─── Information supplied
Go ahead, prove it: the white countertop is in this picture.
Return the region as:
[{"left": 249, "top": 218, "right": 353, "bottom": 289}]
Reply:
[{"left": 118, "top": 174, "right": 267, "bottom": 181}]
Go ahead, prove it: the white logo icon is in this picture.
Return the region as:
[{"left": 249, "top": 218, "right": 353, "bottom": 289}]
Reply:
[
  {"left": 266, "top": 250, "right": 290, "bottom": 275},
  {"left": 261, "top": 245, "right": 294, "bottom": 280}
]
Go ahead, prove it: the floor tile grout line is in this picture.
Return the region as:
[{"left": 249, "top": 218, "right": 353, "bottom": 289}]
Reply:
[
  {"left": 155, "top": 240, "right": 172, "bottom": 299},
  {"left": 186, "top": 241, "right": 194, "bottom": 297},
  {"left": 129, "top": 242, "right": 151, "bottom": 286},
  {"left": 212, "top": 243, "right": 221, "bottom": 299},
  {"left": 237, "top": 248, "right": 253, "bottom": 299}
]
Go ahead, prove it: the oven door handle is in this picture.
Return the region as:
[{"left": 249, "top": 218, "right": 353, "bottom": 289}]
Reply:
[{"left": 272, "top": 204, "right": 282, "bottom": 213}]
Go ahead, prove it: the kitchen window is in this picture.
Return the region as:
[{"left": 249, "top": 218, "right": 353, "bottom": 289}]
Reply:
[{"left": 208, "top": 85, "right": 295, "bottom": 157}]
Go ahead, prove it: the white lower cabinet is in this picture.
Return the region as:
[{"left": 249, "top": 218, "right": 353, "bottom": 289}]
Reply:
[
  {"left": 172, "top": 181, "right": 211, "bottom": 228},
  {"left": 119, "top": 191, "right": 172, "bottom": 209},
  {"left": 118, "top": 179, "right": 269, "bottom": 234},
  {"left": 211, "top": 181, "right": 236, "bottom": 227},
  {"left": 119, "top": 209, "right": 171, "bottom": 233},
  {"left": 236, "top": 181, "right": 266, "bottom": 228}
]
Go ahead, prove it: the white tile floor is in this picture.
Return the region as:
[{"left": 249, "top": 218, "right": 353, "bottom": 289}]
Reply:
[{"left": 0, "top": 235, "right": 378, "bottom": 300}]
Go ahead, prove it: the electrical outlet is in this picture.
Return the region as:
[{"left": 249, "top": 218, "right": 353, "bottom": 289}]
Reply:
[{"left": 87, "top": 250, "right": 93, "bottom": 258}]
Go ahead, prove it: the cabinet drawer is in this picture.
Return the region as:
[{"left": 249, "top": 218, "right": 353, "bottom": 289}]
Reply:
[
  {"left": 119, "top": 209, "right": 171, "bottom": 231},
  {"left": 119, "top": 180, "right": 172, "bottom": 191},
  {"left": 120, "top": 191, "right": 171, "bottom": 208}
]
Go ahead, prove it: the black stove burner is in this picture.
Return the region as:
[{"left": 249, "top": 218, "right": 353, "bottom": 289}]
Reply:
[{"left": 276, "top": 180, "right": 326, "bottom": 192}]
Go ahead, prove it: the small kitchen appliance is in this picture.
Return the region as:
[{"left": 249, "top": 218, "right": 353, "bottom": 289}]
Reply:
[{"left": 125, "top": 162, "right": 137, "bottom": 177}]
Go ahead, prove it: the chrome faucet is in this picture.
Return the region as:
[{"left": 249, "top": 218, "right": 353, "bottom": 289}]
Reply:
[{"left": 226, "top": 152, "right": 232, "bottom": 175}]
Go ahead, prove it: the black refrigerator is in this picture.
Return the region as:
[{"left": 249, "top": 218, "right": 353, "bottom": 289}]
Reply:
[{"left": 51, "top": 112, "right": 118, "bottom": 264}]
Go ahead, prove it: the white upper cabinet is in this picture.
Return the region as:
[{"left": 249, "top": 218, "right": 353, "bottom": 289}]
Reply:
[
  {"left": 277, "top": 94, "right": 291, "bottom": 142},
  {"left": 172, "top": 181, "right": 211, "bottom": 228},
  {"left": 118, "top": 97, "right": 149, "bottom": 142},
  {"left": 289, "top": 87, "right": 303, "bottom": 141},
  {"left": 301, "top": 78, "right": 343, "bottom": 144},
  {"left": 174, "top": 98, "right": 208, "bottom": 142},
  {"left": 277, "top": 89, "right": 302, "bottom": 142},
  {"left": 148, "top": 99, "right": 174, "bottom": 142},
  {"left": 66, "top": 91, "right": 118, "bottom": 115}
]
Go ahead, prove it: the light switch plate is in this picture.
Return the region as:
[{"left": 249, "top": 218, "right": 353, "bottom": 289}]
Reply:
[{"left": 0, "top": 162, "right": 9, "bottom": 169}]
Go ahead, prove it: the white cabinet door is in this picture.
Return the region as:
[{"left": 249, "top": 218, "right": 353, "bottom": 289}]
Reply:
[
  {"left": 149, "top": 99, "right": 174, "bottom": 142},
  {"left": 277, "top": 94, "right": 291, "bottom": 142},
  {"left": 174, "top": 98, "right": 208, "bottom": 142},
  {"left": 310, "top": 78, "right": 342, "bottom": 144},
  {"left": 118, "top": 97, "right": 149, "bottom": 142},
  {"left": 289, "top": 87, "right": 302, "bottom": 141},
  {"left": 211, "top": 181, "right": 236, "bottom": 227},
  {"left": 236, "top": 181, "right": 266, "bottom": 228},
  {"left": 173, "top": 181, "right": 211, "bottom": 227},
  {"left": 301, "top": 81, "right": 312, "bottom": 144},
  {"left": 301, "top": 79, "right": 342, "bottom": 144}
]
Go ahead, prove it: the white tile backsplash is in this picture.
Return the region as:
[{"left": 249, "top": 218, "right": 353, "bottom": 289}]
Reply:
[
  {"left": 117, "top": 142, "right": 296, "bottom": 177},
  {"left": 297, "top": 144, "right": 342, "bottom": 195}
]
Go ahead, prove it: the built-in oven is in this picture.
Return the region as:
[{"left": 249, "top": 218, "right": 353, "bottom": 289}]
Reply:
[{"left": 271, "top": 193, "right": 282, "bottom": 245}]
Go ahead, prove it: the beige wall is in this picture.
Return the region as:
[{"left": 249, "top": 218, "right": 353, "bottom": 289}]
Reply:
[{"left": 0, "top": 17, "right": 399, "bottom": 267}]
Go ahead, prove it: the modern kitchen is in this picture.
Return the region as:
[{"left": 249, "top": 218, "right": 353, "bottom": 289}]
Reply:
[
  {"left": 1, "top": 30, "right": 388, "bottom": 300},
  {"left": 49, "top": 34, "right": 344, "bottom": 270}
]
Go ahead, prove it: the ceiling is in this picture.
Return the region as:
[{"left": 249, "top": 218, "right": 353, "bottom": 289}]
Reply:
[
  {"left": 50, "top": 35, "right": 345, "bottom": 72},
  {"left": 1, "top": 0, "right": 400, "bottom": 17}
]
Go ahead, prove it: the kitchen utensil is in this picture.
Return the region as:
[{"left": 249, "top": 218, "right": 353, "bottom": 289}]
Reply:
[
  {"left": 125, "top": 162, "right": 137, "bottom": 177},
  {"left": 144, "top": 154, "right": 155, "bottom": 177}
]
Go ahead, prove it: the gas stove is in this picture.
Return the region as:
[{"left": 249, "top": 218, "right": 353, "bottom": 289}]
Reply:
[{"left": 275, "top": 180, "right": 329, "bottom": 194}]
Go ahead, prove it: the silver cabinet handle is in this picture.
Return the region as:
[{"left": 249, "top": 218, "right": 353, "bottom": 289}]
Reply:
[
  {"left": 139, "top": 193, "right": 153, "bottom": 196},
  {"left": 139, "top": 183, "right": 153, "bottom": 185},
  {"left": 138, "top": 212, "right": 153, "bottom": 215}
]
──────
A complete answer gives every line of the data that includes "black".

■ **The completed task**
Go ahead, prove it: the black stove burner is in this picture.
Go ahead, prove it: the black refrigerator is in this picture.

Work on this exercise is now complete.